§ SET TASK
Count the lines below that contain the string "ground", matching case exactly, and give only the number.

§ RECORDS TO USE
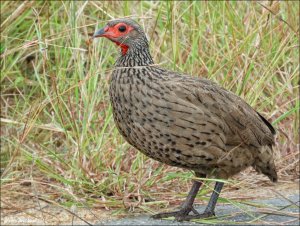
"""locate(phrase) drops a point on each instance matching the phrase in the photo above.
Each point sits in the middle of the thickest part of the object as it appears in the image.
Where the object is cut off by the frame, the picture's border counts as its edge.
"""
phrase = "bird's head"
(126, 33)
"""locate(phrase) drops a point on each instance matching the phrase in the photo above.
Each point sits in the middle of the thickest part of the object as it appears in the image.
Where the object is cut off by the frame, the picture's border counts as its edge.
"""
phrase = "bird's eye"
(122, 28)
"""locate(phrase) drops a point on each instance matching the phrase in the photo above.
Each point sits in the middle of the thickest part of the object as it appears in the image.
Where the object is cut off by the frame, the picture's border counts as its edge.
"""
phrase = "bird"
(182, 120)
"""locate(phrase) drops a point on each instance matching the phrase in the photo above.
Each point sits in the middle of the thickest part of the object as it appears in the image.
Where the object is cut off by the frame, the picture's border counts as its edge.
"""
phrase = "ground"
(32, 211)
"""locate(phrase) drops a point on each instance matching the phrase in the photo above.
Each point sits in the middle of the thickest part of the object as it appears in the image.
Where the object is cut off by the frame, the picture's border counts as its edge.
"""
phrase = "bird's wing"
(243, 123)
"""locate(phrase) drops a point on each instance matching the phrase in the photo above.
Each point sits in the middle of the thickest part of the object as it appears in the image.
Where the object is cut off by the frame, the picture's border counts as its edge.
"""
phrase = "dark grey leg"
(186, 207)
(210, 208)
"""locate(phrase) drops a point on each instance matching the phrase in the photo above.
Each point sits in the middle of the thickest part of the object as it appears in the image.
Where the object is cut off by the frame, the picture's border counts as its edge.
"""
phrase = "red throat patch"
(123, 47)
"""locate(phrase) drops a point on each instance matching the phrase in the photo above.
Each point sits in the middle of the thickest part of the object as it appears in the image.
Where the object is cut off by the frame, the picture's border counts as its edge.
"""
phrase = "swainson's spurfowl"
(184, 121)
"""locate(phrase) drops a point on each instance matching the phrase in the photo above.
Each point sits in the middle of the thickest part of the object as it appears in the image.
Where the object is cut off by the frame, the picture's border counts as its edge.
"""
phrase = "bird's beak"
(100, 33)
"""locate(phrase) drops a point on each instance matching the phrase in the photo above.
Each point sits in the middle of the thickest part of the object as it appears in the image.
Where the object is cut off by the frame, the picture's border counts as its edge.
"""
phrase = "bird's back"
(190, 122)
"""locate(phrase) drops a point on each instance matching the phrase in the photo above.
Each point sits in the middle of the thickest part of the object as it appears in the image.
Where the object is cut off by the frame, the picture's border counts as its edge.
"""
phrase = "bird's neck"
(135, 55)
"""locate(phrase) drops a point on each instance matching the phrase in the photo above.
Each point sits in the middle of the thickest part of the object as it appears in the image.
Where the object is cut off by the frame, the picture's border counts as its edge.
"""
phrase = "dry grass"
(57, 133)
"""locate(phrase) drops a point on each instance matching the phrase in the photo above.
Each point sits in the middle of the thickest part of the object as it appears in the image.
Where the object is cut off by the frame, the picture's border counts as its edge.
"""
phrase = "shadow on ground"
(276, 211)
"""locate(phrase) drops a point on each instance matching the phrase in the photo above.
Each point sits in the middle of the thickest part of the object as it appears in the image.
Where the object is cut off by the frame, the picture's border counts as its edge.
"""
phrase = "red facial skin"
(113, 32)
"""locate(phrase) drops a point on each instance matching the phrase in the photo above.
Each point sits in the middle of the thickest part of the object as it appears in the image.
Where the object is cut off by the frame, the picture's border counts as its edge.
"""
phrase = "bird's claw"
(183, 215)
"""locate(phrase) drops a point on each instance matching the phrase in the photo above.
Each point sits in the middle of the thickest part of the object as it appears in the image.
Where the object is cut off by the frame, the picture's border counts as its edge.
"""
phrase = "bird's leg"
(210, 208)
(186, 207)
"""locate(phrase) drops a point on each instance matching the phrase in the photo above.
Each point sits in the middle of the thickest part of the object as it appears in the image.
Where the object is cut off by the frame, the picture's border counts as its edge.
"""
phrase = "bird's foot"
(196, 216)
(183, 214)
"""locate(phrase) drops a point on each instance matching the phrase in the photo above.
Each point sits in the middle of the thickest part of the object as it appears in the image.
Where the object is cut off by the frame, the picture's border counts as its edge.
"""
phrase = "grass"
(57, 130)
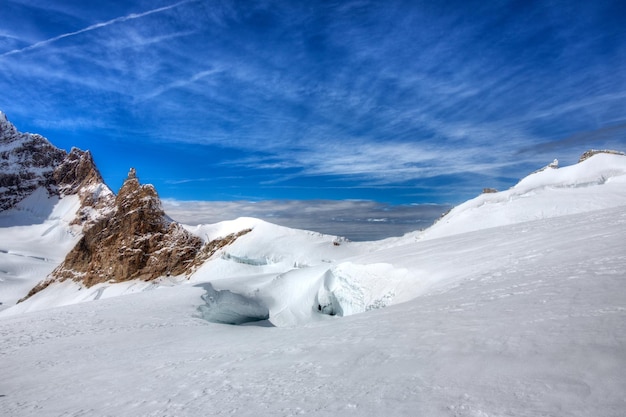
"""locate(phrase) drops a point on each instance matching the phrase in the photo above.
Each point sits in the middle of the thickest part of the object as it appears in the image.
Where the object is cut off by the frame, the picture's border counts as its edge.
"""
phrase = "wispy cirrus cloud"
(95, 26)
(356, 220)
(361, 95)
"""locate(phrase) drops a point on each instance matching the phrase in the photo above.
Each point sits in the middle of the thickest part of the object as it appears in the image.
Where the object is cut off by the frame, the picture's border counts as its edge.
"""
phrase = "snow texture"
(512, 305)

§ PROBLEM SOLUTION
2